Task goal: From the report below on the UN delegation's visit to Iranian prisons, reproduce word for word the passage that starts at "The UN delegation visited" and ends after "were accompanying them.".

Reading passage:

__________________________________________________

The UN delegation visited a military and civilian prison in Shiraz, "Iran News" reported on 25 February, citing "Afarinesh." Afterward, the visitors declined to speak with reporters and noted that Persian-speaking interpreters were accompanying them.

The government limited the UN delegation's access to the Iranian public. The Tehran Governorate-General's director-general for political-security affairs, Ali Talai, said on 22 February that police arrested about 12 people who had congregated outside the Laleh Hotel, where the UN delegation was staying, ISNA reported. Talai said that 200-300 people had gathered in front of the hotel and that "some of them had come at the invitation of foreign Persian-language TV stations." The police arrested those who refused to disperse, he said. AFP reported on 22 February that the crowd (which it estimated at 70-80 people) was demanding freedom for political prisoners and that police used tear gas against the protesters before arresting some of them.

At a 26 February press conference, Joinet said that his team received "unprecedented cooperation" from the authorities, "The New York Times" reported the next day. Joinet said that his team selected the prisoners it interviewed and chose the locations it inspected and that it was able to conduct its interviews without the presence of government minders and away from cameras.

The inspectors were critical of the extensive use of solitary confinement, which in Evin's Block 209 takes place on "a large scale and for long periods," Reuters reported on 26 February. Joinet said that his team had never seen solitary confinement on such a scale. Other areas of concern are detention of defense attorneys, undermotivated state-appointed defense attorneys, and sentences disproportionate to the crime. This disproportion indicates "a repressive interpretation of the law" and discourages lawyers from getting involved with cases, Joinet said, according to dpa. Bail is usually out of proportion with alleged offenders' income level, he added.

Shortly before the UN team visited Iran, there were several developments in the penal system. Two prisoners died, and 10 others were injured during a 12-hour riot at the main prison in Isfahan, IRNA reported on 15 February, citing "Kayhan." The rioters were demanding that individuals arrested for drug offenses be released from solitary confinement.

Prisons Organization chief Morteza Bakhtiari said in the 8 February issue of "Hambastegi" daily that the warden and deputy warden of the prison in Gorgan had been released on bail. The two were arrested after 27 inmates died in a fire at the prison (see "RFE/RL Iran Report," 6 January and 27 January 2003).

__________________________________________________

Given entries:

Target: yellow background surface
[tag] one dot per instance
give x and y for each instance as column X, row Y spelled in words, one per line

__________________________________________________

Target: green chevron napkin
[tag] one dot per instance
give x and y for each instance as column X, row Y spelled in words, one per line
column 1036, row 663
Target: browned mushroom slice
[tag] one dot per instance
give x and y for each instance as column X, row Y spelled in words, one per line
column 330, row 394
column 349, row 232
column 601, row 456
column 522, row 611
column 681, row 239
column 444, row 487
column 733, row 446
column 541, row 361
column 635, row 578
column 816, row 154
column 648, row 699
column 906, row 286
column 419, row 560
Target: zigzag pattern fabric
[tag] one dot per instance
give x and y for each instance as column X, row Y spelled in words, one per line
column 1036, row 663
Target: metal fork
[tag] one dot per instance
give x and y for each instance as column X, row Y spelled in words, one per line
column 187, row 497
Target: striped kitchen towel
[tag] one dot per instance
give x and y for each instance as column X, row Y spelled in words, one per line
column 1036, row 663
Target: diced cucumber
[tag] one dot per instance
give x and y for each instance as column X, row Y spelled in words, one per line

__________________________________________________

Solution for this exercise:
The UN delegation visited a military and civilian prison in Shiraz, "Iran News" reported on 25 February, citing "Afarinesh." Afterward, the visitors declined to speak with reporters and noted that Persian-speaking interpreters were accompanying them.